-- DATA RECORDS follows --

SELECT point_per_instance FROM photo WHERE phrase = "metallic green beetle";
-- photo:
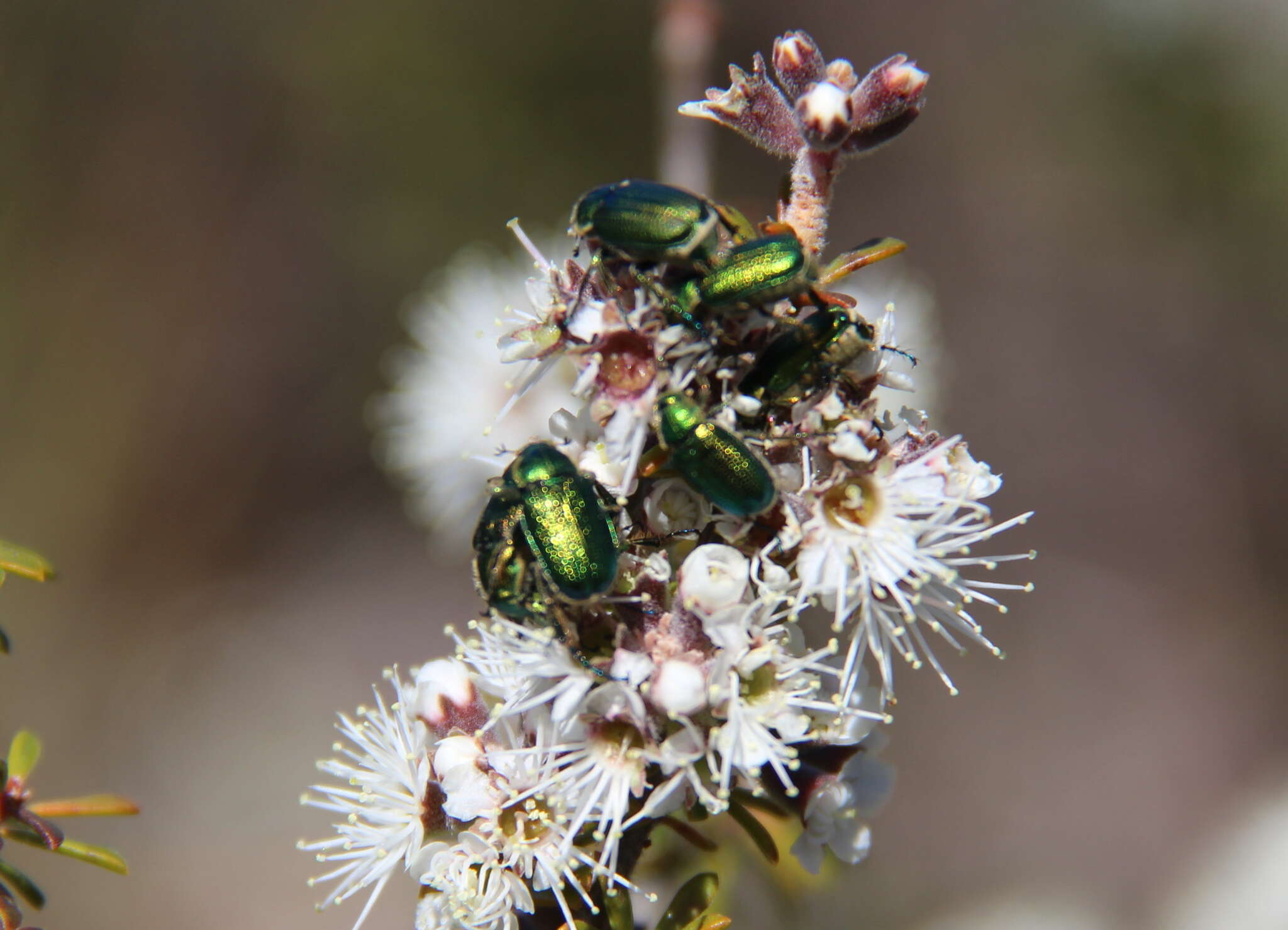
(564, 520)
(502, 563)
(643, 221)
(769, 268)
(808, 356)
(713, 460)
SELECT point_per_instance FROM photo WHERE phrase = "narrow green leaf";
(11, 917)
(23, 754)
(94, 856)
(755, 830)
(19, 883)
(89, 805)
(689, 904)
(22, 561)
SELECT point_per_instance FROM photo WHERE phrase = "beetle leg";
(738, 226)
(865, 254)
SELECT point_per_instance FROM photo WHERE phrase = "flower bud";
(797, 64)
(714, 578)
(886, 102)
(679, 687)
(824, 115)
(446, 698)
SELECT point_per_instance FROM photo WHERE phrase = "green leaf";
(23, 754)
(94, 856)
(755, 830)
(89, 805)
(75, 849)
(19, 883)
(22, 561)
(691, 902)
(11, 917)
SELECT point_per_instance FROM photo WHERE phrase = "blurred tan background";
(210, 214)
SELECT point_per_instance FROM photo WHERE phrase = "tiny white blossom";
(382, 799)
(433, 434)
(886, 546)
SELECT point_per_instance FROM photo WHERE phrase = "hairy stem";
(811, 196)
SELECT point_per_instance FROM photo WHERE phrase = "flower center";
(853, 503)
(628, 367)
(618, 741)
(527, 822)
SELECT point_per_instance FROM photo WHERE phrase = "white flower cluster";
(657, 573)
(516, 770)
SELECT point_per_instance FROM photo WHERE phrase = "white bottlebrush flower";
(431, 427)
(835, 809)
(470, 889)
(380, 800)
(886, 545)
(525, 668)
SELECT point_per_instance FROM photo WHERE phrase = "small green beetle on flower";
(565, 521)
(808, 357)
(769, 268)
(647, 222)
(713, 461)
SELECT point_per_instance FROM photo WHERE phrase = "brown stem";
(811, 196)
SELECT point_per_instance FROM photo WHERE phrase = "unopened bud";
(797, 64)
(447, 700)
(824, 115)
(889, 91)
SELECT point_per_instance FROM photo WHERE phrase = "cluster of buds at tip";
(817, 104)
(818, 114)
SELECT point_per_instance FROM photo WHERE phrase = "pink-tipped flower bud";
(824, 115)
(447, 700)
(797, 64)
(887, 102)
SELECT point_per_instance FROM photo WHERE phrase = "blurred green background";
(211, 213)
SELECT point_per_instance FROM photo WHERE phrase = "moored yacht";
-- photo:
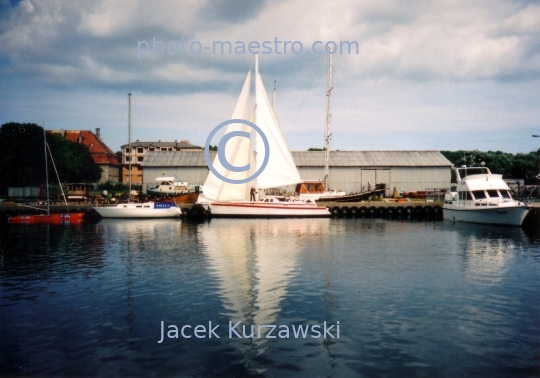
(483, 197)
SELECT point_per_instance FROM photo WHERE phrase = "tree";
(22, 157)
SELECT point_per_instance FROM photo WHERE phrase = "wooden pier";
(385, 209)
(367, 209)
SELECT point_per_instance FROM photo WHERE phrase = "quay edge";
(371, 209)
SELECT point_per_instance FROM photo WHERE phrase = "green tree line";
(511, 166)
(22, 158)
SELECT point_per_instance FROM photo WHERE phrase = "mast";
(274, 98)
(46, 169)
(129, 144)
(253, 131)
(328, 118)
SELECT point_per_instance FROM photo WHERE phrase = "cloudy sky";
(436, 75)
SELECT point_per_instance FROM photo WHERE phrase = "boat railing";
(484, 202)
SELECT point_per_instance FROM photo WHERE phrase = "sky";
(426, 75)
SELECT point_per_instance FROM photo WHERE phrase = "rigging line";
(310, 86)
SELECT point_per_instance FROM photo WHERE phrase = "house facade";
(101, 153)
(138, 151)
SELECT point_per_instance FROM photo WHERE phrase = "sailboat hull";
(266, 210)
(74, 218)
(140, 210)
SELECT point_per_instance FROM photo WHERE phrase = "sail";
(281, 169)
(237, 154)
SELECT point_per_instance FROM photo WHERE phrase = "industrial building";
(350, 171)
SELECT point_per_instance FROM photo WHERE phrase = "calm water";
(415, 299)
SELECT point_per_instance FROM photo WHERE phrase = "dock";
(367, 209)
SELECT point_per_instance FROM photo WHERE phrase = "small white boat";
(133, 209)
(140, 210)
(168, 186)
(313, 190)
(483, 197)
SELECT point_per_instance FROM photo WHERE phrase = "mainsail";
(237, 153)
(280, 170)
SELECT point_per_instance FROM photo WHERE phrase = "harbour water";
(415, 299)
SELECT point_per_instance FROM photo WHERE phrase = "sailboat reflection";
(255, 263)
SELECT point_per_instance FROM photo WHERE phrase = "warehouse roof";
(313, 159)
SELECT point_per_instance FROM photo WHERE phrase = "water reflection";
(255, 263)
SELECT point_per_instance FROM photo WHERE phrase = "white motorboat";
(483, 197)
(168, 186)
(140, 210)
(231, 199)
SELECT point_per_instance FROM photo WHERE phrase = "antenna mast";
(129, 144)
(274, 98)
(328, 118)
(46, 168)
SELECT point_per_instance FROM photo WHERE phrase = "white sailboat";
(138, 210)
(483, 197)
(224, 199)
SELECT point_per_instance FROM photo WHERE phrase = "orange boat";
(66, 218)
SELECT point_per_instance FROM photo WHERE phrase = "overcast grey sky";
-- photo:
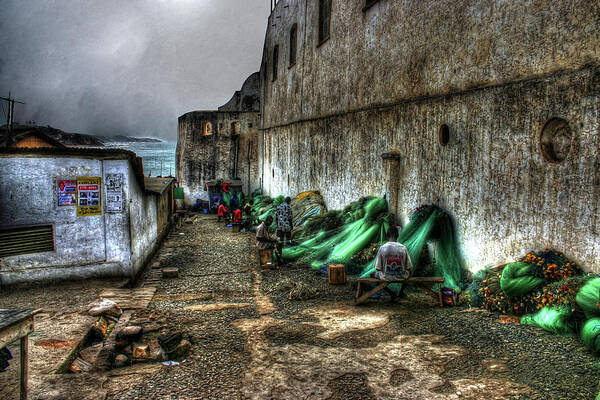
(126, 66)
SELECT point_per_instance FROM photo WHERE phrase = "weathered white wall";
(143, 214)
(494, 71)
(85, 247)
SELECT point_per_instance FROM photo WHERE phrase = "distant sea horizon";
(158, 157)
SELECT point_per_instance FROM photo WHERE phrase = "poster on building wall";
(114, 193)
(66, 192)
(89, 196)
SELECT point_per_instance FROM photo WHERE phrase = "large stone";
(170, 272)
(105, 306)
(181, 351)
(140, 350)
(121, 360)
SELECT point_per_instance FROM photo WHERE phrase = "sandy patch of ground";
(216, 306)
(406, 367)
(340, 319)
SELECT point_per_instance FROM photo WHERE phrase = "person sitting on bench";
(221, 212)
(264, 240)
(392, 262)
(237, 216)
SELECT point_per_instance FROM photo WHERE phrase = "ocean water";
(158, 158)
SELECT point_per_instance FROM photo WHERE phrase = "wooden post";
(24, 366)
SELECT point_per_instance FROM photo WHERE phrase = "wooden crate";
(336, 274)
(265, 258)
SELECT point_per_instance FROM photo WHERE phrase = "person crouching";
(221, 211)
(392, 262)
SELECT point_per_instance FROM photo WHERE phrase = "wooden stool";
(336, 274)
(265, 258)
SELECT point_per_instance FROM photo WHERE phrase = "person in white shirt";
(392, 262)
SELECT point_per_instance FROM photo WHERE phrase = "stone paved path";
(221, 302)
(250, 341)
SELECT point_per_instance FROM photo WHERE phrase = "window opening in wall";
(207, 129)
(555, 140)
(236, 128)
(26, 240)
(293, 44)
(369, 4)
(324, 20)
(444, 134)
(275, 60)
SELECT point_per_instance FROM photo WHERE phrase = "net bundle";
(431, 223)
(337, 236)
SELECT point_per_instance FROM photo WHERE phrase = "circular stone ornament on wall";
(555, 140)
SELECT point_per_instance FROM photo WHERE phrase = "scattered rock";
(169, 343)
(170, 272)
(140, 351)
(121, 360)
(181, 350)
(80, 366)
(131, 331)
(105, 306)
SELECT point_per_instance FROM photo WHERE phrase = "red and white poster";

-- DATA RECORDS concluded --

EXERCISE REQUIREMENTS – Your response must restate every record above exactly, with each picture omitted.

RESULT –
SELECT point_per_instance FROM photo WHERE phrase = "metallic green beetle";
-- photo:
(564, 520)
(502, 563)
(643, 221)
(769, 268)
(808, 356)
(713, 460)
SELECT point_per_instance FROM photo WHERE phrase = "narrow green leaf";
(11, 917)
(23, 754)
(94, 856)
(755, 830)
(19, 883)
(89, 805)
(689, 904)
(22, 561)
SELECT point_per_instance FROM photo WHERE phrase = "beetle leg";
(738, 226)
(865, 254)
SELECT point_per_instance FROM photo WHERE phrase = "flower bud";
(797, 64)
(714, 578)
(886, 102)
(679, 687)
(824, 115)
(446, 698)
SELECT point_per_instance FROM photo WHERE phrase = "green leaf";
(23, 754)
(94, 856)
(755, 830)
(89, 805)
(75, 849)
(19, 883)
(22, 561)
(691, 902)
(11, 917)
SELECT point_per_instance FROM photo WHERE phrase = "blurred tan background";
(210, 214)
SELECT point_per_instance FROM photo WHERE phrase = "tiny white blossom";
(382, 799)
(433, 434)
(886, 546)
SELECT point_per_instance FROM photo WHERE phrase = "hairy stem";
(811, 196)
SELECT point_per_instance FROM photo WHERE phrase = "flower center";
(853, 503)
(628, 367)
(618, 741)
(527, 822)
SELECT point_per_instance FROM photo WHERE phrase = "white flower cluster";
(657, 573)
(516, 770)
SELECT point_per_instance FROM photo WHERE phrase = "white bottlebrush flower";
(431, 427)
(835, 809)
(470, 889)
(380, 800)
(886, 545)
(525, 668)
SELECT point_per_instance FROM photo WHERE phrase = "small green beetle on flower";
(565, 521)
(808, 357)
(769, 268)
(647, 222)
(713, 461)
SELECT point_per_instance FROM photo WHERE phrase = "brown stem";
(811, 196)
SELECT point_per_instance FROM photo WHERE phrase = "unopened bud";
(797, 64)
(447, 700)
(824, 115)
(889, 91)
SELECT point_per_instance FROM photo WHERE phrase = "cluster of buds at tip";
(817, 104)
(818, 114)
SELECT point_per_instance FROM photo WHERE phrase = "pink-tipped flower bud";
(824, 115)
(447, 700)
(797, 64)
(887, 102)
SELECT point_per_instance FROM photo WHERE phrase = "blurred green background";
(211, 213)
SELECT point_per_instance FROM photo WHERE phrase = "moored yacht";
-- photo:
(483, 197)
SELECT point_per_instance FROM photo WHERE phrase = "tree";
(22, 157)
SELECT point_per_instance FROM photo WHERE phrase = "wooden pier";
(385, 209)
(367, 209)
SELECT point_per_instance FROM photo WHERE phrase = "quay edge";
(371, 209)
SELECT point_per_instance FROM photo WHERE phrase = "green tree line";
(511, 166)
(22, 158)
SELECT point_per_instance FROM photo WHERE phrase = "mast";
(274, 98)
(46, 169)
(129, 144)
(253, 131)
(328, 118)
SELECT point_per_instance FROM photo WHERE phrase = "cloudy sky";
(436, 75)
SELECT point_per_instance FROM photo WHERE phrase = "boat railing";
(484, 202)
SELECT point_per_instance FROM photo WHERE phrase = "sky";
(426, 75)
SELECT point_per_instance FROM photo WHERE phrase = "rigging line";
(310, 86)
SELECT point_per_instance FROM photo WHERE phrase = "house facade";
(101, 153)
(138, 151)
SELECT point_per_instance FROM photo WHERE phrase = "sailboat hull";
(266, 210)
(74, 218)
(140, 210)
SELECT point_per_instance FROM photo WHERE phrase = "sail";
(281, 169)
(237, 154)
SELECT point_per_instance FROM photo WHERE phrase = "industrial building";
(350, 171)
SELECT point_per_instance FROM photo WHERE phrase = "calm water";
(415, 299)
SELECT point_per_instance FROM photo WHERE phrase = "dock";
(367, 209)
SELECT point_per_instance FROM photo WHERE phrase = "small white boat";
(133, 209)
(140, 210)
(168, 186)
(313, 190)
(483, 197)
SELECT point_per_instance FROM photo WHERE phrase = "mainsail";
(237, 153)
(280, 170)
SELECT point_per_instance FROM photo WHERE phrase = "harbour water";
(415, 299)
SELECT point_per_instance FROM photo WHERE phrase = "sailboat reflection";
(255, 263)
SELECT point_per_instance FROM photo WHERE phrase = "warehouse roof";
(313, 159)
SELECT point_per_instance FROM photo WHERE phrase = "water reflection";
(255, 263)
SELECT point_per_instance FROM photo WHERE phrase = "white motorboat";
(483, 197)
(168, 186)
(140, 210)
(231, 199)
SELECT point_per_instance FROM photo WHERE phrase = "antenna mast";
(129, 144)
(274, 98)
(328, 118)
(46, 168)
SELECT point_per_instance FROM photo WHERE phrase = "white sailboat";
(138, 210)
(483, 197)
(224, 199)
SELECT point_per_instance FROM photo WHERE phrase = "orange boat";
(66, 218)
SELECT point_per_instance FROM photo WHERE phrase = "overcast grey sky";
-- photo:
(126, 66)
SELECT point_per_instance FROM photo WHERE phrase = "weathered white wall";
(143, 214)
(494, 71)
(85, 247)
SELECT point_per_instance FROM photo WHERE phrase = "distant sea horizon";
(158, 157)
SELECT point_per_instance FROM photo WHERE phrase = "poster on building wall";
(114, 193)
(66, 192)
(89, 196)
SELECT point_per_instance FROM photo WHERE phrase = "large stone";
(170, 272)
(105, 306)
(181, 351)
(140, 350)
(121, 360)
SELECT point_per_instance FROM photo WHERE phrase = "sandy patch of ground";
(216, 306)
(406, 367)
(340, 319)
SELECT point_per_instance FROM photo WHERE phrase = "person sitting on bench";
(221, 212)
(264, 240)
(392, 262)
(237, 216)
SELECT point_per_instance FROM photo WHERE phrase = "ocean water";
(158, 158)
SELECT point_per_instance FROM photo WHERE phrase = "wooden post";
(24, 366)
SELECT point_per_instance FROM photo WHERE phrase = "wooden crate";
(336, 274)
(265, 258)
SELECT point_per_instance FROM photo WHERE phrase = "person crouching";
(221, 211)
(392, 262)
SELECT point_per_instance FROM photo WHERE phrase = "wooden stool";
(336, 274)
(265, 258)
SELECT point_per_instance FROM photo WHERE phrase = "person in white shirt";
(392, 262)
SELECT point_per_instance FROM photo WHERE phrase = "stone paved path";
(221, 302)
(250, 341)
SELECT point_per_instance FROM photo WHERE phrase = "window opening in wall";
(207, 129)
(555, 140)
(236, 128)
(26, 240)
(293, 44)
(369, 4)
(324, 20)
(444, 134)
(275, 60)
SELECT point_per_instance FROM photo WHERE phrase = "net bundle";
(431, 223)
(337, 236)
SELECT point_per_instance FROM photo WHERE phrase = "circular stone ornament on wall";
(555, 140)
SELECT point_per_instance FROM photo WHERE phrase = "scattered rock";
(169, 343)
(170, 272)
(140, 351)
(121, 360)
(181, 350)
(80, 366)
(131, 331)
(105, 306)
SELECT point_per_instance FROM photo WHERE phrase = "red and white poster";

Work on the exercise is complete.